### What you will do
The word "Given" occurs in some of the lines below; copy each of those lines.
***
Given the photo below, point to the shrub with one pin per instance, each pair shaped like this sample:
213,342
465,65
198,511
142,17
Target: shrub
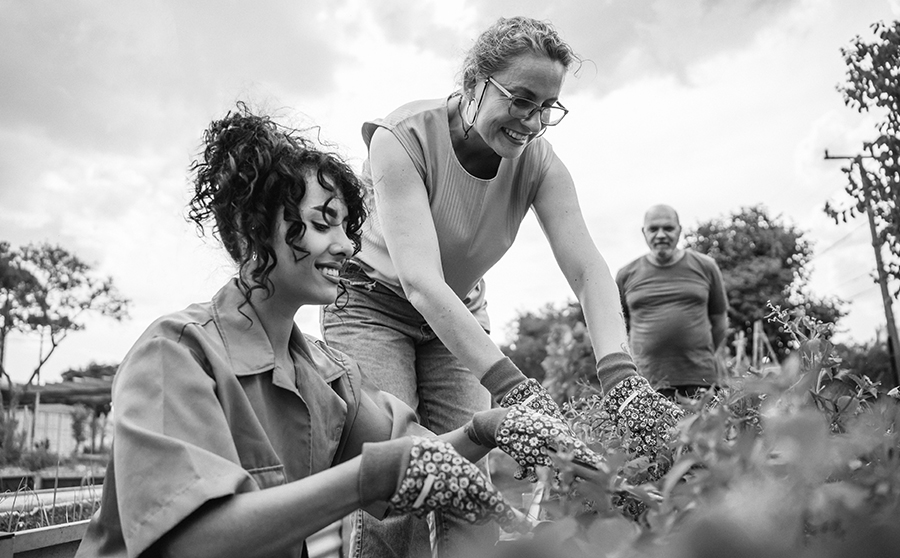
800,461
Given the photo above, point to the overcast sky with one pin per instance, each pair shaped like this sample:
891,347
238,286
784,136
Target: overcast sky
706,105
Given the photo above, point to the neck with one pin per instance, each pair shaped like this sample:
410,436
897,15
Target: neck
***
### Exercise response
Given the photo below, point to the shrub with one pin per instance, each pair shaped like this sample:
Given the photo above, point to the overcast sky with one pin per instance, each pair shaped like this sample:
Given the photo above, point to the neck with one pin per instance, each pair shaped like this sample:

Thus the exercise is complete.